Records provided:
★ ★ ★
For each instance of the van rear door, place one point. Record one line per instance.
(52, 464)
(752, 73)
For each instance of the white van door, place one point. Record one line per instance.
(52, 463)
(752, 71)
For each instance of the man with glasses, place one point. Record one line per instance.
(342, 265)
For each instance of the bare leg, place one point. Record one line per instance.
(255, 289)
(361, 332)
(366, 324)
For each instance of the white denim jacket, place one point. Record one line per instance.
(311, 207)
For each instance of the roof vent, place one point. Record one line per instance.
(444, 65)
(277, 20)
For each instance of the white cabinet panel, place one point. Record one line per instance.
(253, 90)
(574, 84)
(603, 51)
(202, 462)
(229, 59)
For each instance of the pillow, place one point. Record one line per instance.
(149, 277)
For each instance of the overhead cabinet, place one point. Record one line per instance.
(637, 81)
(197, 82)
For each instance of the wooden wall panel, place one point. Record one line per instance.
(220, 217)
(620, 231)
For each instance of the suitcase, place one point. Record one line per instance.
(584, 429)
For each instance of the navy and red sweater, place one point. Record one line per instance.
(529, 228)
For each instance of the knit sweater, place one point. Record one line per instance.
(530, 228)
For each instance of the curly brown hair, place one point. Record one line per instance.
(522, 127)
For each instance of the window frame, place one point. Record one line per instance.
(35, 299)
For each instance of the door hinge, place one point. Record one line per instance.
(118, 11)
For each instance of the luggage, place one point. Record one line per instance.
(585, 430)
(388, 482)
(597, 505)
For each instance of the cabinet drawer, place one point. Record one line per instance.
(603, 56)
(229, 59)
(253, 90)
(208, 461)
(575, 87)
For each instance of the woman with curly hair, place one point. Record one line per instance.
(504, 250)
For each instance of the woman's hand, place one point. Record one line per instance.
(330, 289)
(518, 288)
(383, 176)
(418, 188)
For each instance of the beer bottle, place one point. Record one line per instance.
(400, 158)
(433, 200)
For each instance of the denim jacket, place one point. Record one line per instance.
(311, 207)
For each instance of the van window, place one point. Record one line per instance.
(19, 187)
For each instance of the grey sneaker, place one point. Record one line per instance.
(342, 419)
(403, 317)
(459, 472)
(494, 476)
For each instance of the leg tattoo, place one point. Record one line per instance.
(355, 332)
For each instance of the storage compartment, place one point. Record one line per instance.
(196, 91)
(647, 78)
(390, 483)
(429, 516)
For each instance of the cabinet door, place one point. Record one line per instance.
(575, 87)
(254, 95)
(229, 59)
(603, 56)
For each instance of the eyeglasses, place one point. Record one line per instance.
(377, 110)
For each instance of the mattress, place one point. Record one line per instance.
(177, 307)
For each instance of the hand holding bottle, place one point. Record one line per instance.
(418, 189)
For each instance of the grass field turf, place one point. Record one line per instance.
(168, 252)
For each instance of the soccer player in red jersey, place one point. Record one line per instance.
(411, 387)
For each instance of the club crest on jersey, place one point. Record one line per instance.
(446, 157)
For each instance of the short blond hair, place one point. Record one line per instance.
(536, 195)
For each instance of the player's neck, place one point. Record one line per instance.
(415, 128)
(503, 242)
★ ★ ★
To do: From the records above, extract every line exactly as it stands.

Response to the task:
For each instance of the van rear door, place one point. Record one line per instance.
(52, 464)
(752, 73)
For each instance of the white van door, place one point. Record one line per instance.
(52, 463)
(752, 71)
For each instance of the man with glasses, place one point. Record one line per instance.
(342, 265)
For each instance of the bare leg, place one point. Record one line per instance.
(255, 289)
(361, 332)
(366, 324)
For each instance of the white denim jacket, place one point. Record one line per instance.
(311, 207)
For each instance of the roof vent, place one point. Record one line per instance.
(444, 65)
(277, 20)
For each instance of the white cabinet panel, place one point. Record one line per instance.
(253, 90)
(574, 84)
(603, 51)
(202, 462)
(229, 59)
For each instance of the pillow, place one point. Record one line per instance.
(149, 277)
For each instance of the overhead cabinet, place one point. Record one line per instance.
(637, 81)
(197, 82)
For each instance of the wooden wall panel, place one point. Record one line per instance.
(220, 217)
(620, 231)
For each instance of the suitcase, place one point. Record one line per instance.
(584, 429)
For each instance of the navy and red sweater, place one point. Record one line per instance.
(529, 228)
For each instance of the knit sweater, place one point. Record one line per instance.
(530, 228)
For each instance of the curly brown hair, place one point. Record one line per instance.
(522, 127)
For each instance of the window frame, place one point. Record one line per instance.
(35, 299)
For each instance of the door hinge, place one point. Record one line per instance.
(118, 11)
For each instance of the luggage, place one point. Record one line per instance.
(585, 430)
(388, 482)
(597, 505)
For each instance of the cabinet drawer, place one point. Record one line per instance.
(603, 56)
(229, 59)
(253, 90)
(208, 461)
(575, 87)
For each instance of the woman with curly hair, place one point. Record one line per instance.
(504, 250)
For each instance of the woman's hand, place one point. Record one line per instance.
(330, 289)
(518, 288)
(383, 176)
(418, 188)
For each instance of the beer bottle, place one point. Record one line per instance.
(400, 158)
(433, 200)
For each instance of the denim jacket, place one point. Record one line per instance.
(311, 207)
For each instance of the van window, place one point. Record one line per instance.
(19, 187)
For each instance of the grey sneaker, place one point. Record one line per instance.
(342, 419)
(403, 317)
(459, 472)
(494, 476)
For each instance of the leg tattoo, place one point. Record one line per instance.
(355, 332)
For each instance of the storage compartment, place one point. Record one line per instance.
(196, 91)
(647, 78)
(390, 483)
(429, 516)
For each instance of the cabinet door, place one point. Record one line per instance.
(575, 87)
(254, 95)
(229, 59)
(603, 56)
For each instance of the eyeglasses, place one point. Record one line per instance.
(377, 110)
For each instance of the mattress, place one point. Record one line per instance.
(177, 307)
For each instance of the hand holding bottle, place one point. Record one line per instance.
(418, 189)
For each instance of the grass field turf, place one point. Record one line per instance.
(168, 252)
For each instance of the soccer player in red jersey, place one point. Record one line per instance.
(411, 387)
For each instance of the club crest on jersey, place one point. Record one line per instance.
(446, 157)
For each instance of the short blond hair, place one point. Record one line per instance.
(536, 195)
For each instance of the player's neck, place one point. Record one line per instance.
(415, 128)
(503, 242)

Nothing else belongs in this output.